# Your task
Going through the data below, copy out each line where the word "gothic" shows up.

# Records for processing

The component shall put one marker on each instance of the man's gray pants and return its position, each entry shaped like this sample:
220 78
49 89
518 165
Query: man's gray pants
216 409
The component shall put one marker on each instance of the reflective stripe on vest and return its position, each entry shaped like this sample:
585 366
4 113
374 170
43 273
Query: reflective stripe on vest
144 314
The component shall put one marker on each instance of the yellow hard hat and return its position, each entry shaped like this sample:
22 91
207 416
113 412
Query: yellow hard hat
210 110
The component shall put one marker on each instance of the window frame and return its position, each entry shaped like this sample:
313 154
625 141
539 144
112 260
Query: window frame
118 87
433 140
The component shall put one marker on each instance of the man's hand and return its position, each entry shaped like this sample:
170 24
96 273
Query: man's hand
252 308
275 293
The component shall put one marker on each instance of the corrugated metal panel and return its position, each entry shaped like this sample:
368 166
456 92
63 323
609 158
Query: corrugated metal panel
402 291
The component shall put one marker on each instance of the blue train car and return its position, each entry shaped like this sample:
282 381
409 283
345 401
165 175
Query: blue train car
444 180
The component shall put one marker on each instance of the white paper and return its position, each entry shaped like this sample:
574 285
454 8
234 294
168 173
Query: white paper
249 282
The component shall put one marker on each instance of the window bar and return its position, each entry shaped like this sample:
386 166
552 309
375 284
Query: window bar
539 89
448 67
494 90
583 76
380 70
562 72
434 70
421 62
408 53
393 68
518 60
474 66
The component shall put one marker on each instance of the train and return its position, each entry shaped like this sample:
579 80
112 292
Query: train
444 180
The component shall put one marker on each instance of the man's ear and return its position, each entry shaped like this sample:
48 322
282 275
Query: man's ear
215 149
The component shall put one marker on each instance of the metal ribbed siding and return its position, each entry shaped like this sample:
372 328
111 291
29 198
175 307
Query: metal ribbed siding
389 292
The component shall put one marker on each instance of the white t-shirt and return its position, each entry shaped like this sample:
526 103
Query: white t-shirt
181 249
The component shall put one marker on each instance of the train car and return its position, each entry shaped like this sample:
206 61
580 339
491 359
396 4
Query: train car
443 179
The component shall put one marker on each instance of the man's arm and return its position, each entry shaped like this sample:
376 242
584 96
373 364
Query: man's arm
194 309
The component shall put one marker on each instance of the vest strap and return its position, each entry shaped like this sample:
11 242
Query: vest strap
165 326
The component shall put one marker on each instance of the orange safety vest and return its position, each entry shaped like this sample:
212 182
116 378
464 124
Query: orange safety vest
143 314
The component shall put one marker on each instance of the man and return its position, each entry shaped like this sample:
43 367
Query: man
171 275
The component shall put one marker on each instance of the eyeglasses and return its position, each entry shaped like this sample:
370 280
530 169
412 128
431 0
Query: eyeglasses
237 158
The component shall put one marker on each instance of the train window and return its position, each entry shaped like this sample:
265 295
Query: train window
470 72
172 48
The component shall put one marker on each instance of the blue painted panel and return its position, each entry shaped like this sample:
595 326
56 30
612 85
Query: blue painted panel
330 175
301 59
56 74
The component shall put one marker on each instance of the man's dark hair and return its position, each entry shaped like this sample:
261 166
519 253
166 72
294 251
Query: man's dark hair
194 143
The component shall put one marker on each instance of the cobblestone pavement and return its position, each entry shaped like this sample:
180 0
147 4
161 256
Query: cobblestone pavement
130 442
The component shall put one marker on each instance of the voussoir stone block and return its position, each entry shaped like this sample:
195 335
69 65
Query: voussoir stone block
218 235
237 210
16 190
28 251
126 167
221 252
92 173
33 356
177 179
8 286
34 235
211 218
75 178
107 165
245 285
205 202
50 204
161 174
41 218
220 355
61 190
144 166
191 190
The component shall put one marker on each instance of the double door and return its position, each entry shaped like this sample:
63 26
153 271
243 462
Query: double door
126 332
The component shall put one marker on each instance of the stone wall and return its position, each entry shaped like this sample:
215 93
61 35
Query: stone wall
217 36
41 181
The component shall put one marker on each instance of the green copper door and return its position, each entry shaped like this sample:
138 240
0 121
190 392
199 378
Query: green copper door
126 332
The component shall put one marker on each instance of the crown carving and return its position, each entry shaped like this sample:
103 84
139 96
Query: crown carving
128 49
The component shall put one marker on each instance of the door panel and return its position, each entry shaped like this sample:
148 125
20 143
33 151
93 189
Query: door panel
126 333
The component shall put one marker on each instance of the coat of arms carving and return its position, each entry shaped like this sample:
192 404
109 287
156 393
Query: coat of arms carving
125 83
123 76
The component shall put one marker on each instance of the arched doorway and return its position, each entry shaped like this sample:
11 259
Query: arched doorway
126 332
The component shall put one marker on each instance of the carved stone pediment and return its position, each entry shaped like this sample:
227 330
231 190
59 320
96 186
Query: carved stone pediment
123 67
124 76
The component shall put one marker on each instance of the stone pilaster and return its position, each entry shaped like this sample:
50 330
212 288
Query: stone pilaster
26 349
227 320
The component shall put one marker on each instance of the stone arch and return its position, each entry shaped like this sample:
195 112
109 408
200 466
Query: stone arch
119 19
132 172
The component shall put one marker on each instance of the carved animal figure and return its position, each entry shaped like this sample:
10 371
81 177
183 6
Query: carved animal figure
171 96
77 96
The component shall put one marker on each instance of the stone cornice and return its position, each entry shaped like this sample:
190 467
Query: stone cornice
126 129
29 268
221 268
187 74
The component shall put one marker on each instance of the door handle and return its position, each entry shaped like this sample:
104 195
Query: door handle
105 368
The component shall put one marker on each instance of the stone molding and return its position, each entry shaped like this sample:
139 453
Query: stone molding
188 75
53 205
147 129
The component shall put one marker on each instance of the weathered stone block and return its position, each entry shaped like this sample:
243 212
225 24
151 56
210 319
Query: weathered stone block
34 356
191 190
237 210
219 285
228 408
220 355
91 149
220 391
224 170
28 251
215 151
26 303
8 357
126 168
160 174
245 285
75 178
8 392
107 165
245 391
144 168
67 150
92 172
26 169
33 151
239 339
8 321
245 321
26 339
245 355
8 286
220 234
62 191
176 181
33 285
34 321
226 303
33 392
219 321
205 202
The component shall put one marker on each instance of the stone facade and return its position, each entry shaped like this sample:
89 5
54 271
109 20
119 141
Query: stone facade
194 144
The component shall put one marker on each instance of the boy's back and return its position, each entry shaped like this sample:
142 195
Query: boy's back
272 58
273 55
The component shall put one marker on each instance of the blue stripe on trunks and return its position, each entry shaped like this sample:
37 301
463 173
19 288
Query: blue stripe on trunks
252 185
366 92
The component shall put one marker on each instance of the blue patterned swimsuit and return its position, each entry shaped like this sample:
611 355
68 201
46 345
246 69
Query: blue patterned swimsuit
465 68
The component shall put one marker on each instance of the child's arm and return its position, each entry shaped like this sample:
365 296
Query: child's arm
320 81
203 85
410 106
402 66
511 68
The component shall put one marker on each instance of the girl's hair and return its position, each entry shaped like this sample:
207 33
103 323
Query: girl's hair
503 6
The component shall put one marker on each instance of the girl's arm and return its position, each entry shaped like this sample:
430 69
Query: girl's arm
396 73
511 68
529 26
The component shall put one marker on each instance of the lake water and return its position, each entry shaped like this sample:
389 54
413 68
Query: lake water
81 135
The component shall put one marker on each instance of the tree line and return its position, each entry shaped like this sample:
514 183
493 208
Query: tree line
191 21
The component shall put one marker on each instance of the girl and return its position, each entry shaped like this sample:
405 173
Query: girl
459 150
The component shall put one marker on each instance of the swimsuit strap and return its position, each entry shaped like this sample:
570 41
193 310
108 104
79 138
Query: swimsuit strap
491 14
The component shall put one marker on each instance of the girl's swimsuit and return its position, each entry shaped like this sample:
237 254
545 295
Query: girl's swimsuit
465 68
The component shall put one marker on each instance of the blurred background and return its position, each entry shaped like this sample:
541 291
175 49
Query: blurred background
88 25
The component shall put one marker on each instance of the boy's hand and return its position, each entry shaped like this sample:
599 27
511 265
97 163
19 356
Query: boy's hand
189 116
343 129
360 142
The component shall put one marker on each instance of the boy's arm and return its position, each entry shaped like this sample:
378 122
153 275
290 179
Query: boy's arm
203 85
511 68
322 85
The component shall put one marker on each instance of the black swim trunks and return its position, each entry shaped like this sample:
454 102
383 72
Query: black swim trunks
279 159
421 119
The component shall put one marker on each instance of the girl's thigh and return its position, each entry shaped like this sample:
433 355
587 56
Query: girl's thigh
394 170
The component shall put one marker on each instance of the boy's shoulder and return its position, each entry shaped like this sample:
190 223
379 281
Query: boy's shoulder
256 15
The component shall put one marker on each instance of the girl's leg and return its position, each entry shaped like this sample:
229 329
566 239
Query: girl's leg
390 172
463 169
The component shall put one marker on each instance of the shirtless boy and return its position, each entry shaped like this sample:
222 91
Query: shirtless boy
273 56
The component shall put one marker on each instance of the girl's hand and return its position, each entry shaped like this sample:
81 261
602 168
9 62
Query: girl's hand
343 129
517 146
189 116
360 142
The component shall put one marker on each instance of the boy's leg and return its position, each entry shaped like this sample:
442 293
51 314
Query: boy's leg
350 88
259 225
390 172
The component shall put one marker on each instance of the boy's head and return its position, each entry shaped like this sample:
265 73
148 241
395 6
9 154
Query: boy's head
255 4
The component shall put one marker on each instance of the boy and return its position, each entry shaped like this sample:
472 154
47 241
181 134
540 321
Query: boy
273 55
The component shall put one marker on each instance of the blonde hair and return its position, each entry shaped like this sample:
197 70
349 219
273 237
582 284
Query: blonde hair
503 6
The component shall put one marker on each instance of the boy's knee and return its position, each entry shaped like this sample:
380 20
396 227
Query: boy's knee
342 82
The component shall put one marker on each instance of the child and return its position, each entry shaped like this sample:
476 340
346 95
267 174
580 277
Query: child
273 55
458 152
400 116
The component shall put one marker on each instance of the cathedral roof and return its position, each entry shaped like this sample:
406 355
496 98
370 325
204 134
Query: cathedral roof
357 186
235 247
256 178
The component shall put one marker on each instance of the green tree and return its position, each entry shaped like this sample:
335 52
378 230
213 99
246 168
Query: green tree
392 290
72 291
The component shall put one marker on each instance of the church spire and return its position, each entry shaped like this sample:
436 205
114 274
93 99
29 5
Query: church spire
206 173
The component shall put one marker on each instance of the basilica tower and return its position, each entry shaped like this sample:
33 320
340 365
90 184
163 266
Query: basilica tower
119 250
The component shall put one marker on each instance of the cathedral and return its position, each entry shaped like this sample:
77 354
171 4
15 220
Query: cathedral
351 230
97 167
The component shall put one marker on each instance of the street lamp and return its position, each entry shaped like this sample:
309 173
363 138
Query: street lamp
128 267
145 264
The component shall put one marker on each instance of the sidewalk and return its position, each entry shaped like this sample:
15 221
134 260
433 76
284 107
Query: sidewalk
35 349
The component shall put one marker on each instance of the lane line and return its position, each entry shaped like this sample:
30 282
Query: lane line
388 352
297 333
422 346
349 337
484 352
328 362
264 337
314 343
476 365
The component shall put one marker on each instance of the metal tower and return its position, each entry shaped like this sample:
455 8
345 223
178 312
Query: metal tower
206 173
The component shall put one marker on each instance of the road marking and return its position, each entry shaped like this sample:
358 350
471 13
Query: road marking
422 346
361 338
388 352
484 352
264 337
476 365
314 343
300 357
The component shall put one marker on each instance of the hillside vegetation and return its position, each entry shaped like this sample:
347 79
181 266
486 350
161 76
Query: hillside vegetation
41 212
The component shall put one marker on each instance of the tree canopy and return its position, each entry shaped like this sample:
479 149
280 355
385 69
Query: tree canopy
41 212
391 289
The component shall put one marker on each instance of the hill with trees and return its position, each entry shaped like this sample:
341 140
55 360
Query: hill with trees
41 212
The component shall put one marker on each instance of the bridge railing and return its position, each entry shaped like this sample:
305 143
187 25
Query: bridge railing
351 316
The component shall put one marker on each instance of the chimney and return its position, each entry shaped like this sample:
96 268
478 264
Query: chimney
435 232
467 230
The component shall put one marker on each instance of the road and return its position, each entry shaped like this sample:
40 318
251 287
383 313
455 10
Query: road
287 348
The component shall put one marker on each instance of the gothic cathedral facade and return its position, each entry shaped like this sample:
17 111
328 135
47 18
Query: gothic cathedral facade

# Reply to the task
The component shall put one marker on each instance of the gothic cathedral facade and return its position, each entry shaped like this sample:
Query: gothic cathedral facade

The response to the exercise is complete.